> Work to be completed
Repeat the rows word for word, starting at the beginning of the rows and ending at the line that contains "[(165, 186)]", including both ends. Leave the pictures out of your answer.

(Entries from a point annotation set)
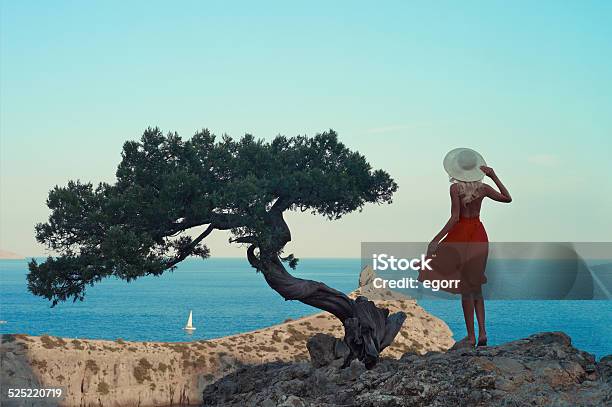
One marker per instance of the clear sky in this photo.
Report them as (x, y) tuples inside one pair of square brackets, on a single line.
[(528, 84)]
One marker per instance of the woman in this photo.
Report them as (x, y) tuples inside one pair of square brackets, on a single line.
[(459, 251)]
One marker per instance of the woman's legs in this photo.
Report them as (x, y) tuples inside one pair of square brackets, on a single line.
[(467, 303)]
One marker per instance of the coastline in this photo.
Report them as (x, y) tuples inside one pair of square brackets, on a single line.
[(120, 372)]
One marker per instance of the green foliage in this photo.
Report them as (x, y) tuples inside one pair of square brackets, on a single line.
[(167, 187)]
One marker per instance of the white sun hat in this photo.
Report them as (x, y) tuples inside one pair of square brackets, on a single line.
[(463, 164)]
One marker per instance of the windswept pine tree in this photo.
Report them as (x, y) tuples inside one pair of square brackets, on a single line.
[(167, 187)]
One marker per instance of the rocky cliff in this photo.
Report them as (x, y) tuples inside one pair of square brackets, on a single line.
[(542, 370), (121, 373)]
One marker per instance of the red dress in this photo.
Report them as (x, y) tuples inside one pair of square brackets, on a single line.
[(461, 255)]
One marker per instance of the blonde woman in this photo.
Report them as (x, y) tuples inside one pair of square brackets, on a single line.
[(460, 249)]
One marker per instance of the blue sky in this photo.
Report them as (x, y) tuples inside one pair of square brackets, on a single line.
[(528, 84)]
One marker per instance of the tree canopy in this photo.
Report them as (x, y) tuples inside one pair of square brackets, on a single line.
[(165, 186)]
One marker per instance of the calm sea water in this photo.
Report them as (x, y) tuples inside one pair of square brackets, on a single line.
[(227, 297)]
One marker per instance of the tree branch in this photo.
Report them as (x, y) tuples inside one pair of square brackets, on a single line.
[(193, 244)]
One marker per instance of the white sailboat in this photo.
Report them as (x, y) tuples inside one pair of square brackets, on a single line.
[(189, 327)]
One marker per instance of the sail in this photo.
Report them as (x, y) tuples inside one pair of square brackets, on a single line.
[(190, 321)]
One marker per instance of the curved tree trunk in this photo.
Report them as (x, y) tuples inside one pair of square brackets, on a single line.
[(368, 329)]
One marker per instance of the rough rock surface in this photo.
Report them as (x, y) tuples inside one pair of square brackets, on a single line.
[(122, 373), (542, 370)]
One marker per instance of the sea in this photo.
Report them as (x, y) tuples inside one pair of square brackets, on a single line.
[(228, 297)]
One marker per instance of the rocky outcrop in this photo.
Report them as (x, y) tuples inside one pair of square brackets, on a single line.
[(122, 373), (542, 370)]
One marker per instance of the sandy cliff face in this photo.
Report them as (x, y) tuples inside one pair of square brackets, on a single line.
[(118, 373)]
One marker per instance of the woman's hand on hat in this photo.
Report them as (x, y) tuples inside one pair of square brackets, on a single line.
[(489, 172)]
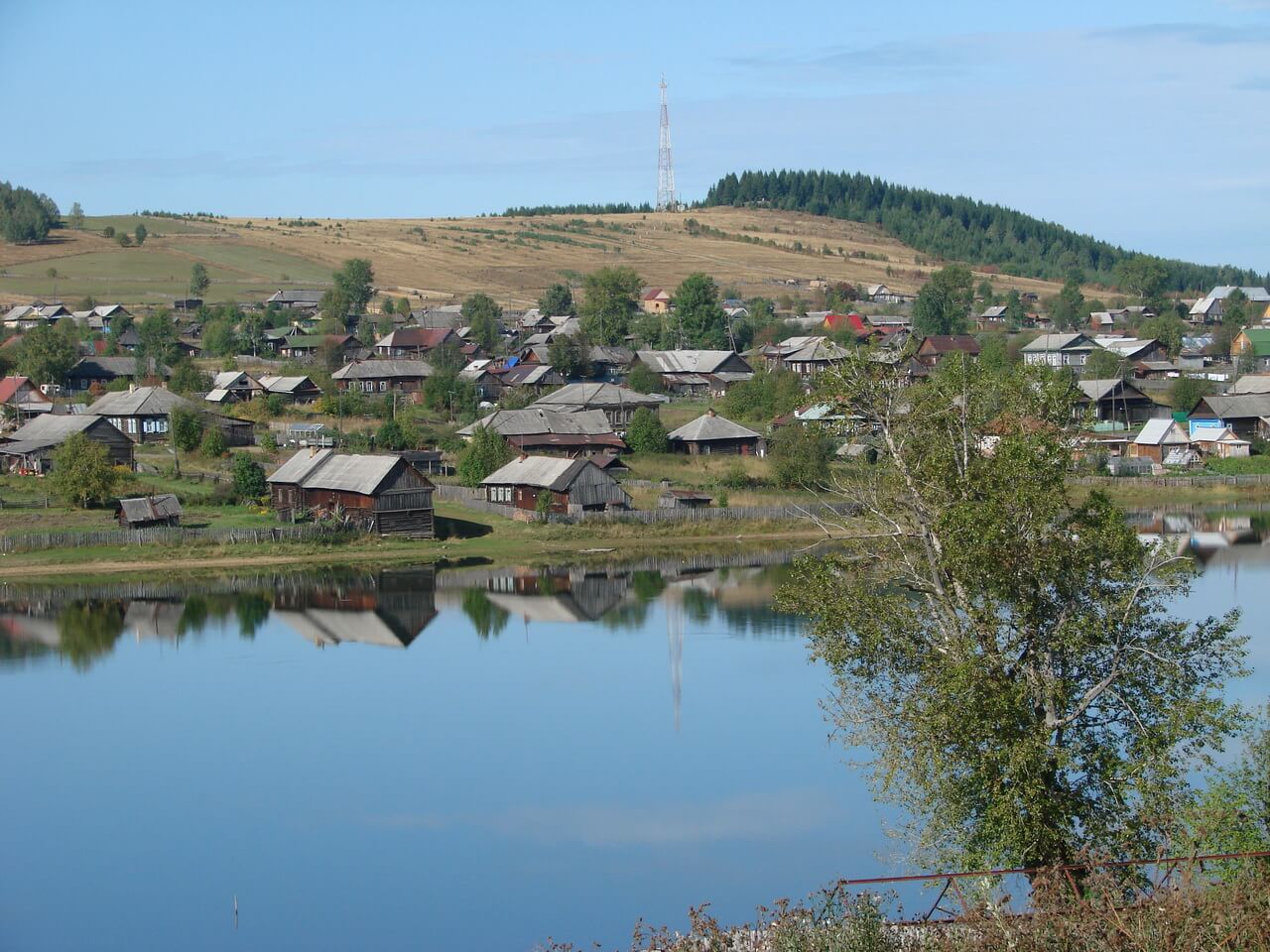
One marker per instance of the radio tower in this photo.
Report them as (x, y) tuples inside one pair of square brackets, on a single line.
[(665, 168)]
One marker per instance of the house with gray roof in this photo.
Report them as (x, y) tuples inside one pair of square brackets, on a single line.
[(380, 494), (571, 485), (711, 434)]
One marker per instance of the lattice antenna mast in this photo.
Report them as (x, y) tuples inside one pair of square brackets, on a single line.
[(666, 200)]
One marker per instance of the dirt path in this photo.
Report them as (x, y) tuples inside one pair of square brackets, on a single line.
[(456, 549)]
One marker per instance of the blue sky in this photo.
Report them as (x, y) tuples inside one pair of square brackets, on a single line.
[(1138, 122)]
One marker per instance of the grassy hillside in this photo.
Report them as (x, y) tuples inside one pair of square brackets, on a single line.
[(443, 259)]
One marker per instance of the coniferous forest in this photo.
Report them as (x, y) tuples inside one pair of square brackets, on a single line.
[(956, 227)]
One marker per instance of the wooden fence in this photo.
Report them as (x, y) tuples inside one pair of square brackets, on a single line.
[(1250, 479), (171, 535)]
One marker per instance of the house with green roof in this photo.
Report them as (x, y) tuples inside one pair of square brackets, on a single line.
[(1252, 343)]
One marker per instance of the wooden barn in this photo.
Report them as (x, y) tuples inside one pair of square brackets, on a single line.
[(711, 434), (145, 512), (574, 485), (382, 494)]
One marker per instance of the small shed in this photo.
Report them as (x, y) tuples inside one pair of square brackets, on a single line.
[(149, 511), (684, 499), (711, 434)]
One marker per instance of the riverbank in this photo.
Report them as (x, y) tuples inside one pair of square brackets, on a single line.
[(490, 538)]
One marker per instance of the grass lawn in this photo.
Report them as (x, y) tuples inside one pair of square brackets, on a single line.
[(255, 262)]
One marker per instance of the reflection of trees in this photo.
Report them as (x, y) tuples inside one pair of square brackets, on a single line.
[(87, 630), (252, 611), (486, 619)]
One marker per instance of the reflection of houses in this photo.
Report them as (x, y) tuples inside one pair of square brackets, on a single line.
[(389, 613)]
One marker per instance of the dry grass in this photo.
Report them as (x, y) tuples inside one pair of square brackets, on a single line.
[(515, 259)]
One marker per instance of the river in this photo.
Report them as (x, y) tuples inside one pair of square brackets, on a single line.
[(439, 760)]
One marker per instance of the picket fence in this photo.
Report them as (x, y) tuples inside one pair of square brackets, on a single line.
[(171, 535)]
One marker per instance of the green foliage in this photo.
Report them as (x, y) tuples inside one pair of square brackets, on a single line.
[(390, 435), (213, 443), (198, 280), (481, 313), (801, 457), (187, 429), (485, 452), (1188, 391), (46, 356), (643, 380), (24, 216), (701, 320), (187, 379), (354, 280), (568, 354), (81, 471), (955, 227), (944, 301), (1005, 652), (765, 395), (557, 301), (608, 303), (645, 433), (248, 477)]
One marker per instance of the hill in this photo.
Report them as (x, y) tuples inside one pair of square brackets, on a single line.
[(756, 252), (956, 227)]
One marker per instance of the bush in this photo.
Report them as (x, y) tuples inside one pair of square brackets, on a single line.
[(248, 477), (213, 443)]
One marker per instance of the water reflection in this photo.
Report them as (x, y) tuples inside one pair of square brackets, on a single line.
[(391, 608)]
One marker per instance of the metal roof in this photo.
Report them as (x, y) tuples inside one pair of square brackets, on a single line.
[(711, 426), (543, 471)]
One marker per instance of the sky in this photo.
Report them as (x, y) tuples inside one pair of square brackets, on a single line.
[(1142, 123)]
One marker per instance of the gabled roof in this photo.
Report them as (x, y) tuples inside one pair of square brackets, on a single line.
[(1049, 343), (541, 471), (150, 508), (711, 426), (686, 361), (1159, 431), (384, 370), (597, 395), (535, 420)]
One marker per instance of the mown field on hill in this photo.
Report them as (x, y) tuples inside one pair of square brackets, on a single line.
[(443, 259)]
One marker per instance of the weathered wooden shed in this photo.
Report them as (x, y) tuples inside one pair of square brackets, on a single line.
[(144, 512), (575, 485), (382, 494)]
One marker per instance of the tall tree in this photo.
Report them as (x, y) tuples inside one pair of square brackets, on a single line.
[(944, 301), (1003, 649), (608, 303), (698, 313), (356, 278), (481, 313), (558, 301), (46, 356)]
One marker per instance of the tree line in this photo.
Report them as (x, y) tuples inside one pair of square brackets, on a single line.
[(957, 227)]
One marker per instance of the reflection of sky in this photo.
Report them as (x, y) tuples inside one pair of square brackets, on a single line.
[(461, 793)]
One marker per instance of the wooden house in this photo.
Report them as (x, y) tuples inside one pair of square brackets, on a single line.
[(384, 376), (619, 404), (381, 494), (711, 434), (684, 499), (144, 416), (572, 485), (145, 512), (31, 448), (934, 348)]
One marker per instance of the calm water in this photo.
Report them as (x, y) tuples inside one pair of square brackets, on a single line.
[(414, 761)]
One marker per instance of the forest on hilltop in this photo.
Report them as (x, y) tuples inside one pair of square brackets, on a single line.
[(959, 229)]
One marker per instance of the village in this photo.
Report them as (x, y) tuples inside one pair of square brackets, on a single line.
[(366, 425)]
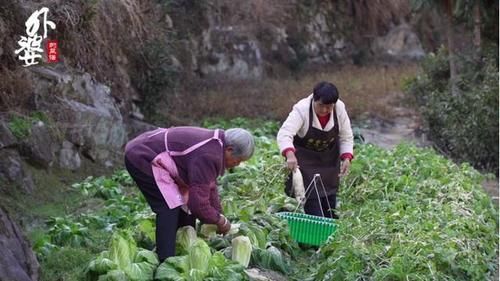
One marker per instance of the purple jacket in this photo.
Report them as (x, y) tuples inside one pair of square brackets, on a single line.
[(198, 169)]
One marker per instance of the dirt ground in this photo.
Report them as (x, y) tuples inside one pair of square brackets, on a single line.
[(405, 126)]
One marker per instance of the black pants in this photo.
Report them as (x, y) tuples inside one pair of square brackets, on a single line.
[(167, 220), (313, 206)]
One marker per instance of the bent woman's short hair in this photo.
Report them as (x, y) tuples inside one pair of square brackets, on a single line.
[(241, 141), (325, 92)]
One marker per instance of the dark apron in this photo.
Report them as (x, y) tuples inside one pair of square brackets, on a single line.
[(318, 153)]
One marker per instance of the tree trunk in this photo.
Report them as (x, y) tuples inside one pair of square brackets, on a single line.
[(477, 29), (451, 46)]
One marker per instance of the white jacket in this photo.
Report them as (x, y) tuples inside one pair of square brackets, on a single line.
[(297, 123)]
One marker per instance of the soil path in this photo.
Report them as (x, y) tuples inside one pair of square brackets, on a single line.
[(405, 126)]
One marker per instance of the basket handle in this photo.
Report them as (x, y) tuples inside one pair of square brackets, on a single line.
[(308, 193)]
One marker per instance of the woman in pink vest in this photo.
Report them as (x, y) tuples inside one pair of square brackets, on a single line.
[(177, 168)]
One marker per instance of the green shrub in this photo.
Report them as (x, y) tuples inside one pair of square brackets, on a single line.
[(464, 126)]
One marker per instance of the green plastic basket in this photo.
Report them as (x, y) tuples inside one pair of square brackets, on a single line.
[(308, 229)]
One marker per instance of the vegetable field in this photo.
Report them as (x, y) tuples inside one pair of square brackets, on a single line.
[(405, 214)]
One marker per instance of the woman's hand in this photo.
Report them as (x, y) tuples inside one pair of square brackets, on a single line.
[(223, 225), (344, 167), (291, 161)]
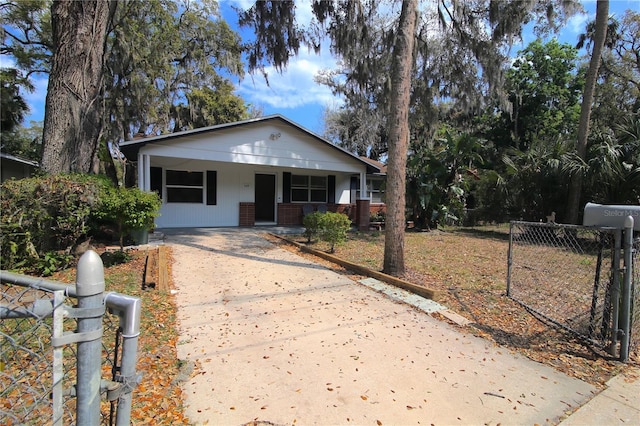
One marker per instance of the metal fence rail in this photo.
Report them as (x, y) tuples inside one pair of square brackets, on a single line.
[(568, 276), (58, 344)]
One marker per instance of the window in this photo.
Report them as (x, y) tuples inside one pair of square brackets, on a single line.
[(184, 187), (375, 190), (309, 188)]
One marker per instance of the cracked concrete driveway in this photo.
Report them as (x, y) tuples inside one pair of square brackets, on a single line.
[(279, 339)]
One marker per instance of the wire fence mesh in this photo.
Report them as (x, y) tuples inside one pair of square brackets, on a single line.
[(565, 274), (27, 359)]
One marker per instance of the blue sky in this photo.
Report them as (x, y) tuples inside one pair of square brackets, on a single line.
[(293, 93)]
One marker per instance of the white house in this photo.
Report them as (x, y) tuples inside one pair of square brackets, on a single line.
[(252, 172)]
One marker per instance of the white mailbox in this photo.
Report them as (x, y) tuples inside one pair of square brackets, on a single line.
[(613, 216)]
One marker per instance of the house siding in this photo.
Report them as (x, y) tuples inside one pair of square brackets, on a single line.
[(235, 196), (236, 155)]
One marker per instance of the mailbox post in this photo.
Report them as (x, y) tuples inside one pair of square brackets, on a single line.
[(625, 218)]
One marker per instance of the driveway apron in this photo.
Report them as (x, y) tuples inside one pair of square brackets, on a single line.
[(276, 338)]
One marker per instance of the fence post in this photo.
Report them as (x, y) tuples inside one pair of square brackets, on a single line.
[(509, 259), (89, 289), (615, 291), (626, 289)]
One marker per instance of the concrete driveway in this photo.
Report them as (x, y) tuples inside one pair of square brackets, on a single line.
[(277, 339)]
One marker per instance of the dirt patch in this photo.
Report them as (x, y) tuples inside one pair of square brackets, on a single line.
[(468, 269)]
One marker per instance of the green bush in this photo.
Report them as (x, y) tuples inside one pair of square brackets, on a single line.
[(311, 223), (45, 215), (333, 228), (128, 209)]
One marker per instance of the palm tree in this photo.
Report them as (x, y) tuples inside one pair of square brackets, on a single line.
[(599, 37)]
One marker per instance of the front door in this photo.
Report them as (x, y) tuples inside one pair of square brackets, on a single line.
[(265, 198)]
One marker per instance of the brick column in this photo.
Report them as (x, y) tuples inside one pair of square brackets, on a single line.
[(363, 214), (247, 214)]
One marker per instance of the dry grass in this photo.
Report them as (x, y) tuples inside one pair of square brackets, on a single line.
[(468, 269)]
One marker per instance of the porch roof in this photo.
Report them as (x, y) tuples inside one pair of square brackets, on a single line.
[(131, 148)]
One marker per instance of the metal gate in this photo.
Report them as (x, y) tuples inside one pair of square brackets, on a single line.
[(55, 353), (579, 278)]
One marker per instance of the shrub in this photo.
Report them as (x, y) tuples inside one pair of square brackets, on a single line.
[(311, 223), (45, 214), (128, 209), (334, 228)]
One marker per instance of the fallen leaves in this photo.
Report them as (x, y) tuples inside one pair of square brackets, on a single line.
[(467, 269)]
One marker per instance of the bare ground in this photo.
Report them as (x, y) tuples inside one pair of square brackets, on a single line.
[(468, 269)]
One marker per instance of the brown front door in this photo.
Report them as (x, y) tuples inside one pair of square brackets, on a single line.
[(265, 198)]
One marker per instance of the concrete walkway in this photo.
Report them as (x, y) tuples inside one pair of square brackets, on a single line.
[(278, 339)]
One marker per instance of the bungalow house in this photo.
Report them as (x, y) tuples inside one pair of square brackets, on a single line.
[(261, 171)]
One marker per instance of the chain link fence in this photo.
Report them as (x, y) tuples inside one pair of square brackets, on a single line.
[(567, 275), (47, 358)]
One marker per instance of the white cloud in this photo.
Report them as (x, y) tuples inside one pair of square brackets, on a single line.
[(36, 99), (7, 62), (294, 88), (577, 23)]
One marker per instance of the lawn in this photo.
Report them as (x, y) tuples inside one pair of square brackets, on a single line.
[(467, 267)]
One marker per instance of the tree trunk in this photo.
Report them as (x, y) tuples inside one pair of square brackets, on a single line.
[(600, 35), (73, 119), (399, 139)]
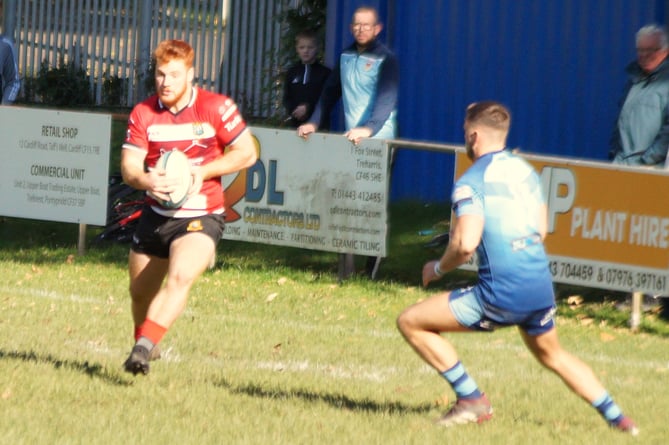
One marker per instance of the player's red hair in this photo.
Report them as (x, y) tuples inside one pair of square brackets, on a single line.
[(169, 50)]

> Output
One marker per instance of the clear sky in this photo.
Report them as (x, y) tuples inside one pair of square brackets, on a single line.
[(528, 84)]
One marker per instance of the woman in this photo.
Report them as (x, y) tuples inside one pair of square brackets, on a single line.
[(459, 251)]
One marker per instance of the woman's legs in this photo.
Report them as (x, y) tuples inside one pair of square brackets, on a single line.
[(467, 303)]
One marker per instance of the coastline in this photo.
Report them as (x, y) tuples inside one pair of square brackets, on a single line.
[(120, 372)]
One marker per instance of the green foliage in this photo.
Report them as (x, y) tuples inside one pair of square brackets, on a single line.
[(167, 187)]
One marker per instance of the white sun hat in this photo.
Report them as (x, y) tuples inside one pair of square brackets, on a single line.
[(463, 164)]
One marker per instance of the windswept pine tree in this photo.
Report them as (x, y) tuples inside one pair of square brackets, on a single line.
[(167, 187)]
One marker per instance of the rocky cliff in this photo.
Report them as (x, y) tuples inside one pair of square brackets, on a single line.
[(542, 370), (121, 373)]
One marker per instance of the red dress in this photo.
Report them as (x, y) tuples inside one pair of square brackets, on a single line.
[(461, 255)]
One marker per instance of the blonde woman in this photo.
Report them as (x, y) tuples inside one pair of square brackets, on a single line.
[(460, 249)]
One marker per instance of the blue sky in this photo.
Report them as (x, y) tuples inside one pair of square brackets, on a single line.
[(528, 84)]
One marker per instance of the tree canopy in this photo.
Report them as (x, y) tuples inside one pair of square brackets, on a single line.
[(165, 186)]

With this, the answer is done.